____ RECORDS FOR THE TASK
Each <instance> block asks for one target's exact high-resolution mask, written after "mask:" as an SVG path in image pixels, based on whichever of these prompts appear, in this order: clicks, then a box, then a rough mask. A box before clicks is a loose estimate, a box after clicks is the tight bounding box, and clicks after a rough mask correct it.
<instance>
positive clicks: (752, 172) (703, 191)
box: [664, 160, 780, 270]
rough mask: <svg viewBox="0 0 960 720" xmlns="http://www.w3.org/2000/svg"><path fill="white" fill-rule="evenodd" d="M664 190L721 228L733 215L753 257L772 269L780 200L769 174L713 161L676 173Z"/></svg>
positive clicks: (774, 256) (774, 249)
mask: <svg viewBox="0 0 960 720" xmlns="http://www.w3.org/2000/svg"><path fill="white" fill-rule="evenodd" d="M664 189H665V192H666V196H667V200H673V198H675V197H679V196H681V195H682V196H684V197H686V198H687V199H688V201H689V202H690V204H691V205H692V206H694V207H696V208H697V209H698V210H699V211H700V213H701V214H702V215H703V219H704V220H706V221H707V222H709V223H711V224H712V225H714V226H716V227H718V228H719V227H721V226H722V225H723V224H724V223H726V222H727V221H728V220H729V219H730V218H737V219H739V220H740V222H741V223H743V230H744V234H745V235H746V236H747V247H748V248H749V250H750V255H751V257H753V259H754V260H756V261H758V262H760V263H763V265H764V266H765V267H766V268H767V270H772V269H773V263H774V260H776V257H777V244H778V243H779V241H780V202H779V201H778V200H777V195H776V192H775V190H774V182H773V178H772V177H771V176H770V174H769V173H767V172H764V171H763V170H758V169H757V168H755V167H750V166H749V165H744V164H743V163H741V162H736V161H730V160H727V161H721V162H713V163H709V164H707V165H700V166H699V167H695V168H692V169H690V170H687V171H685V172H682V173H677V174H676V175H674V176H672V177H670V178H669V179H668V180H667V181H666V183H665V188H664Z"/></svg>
________
* [WHAT TO PRODUCE]: Starting with the line above that holds "box: [664, 160, 780, 270]" and stopping with the line that holds "rough mask: <svg", reproduce each line exactly, omitting all other lines.

* [EXERCISE ANSWER]:
box: [664, 160, 780, 270]
rough mask: <svg viewBox="0 0 960 720" xmlns="http://www.w3.org/2000/svg"><path fill="white" fill-rule="evenodd" d="M664 190L721 228L733 215L753 257L772 269L780 200L769 174L713 161L676 173Z"/></svg>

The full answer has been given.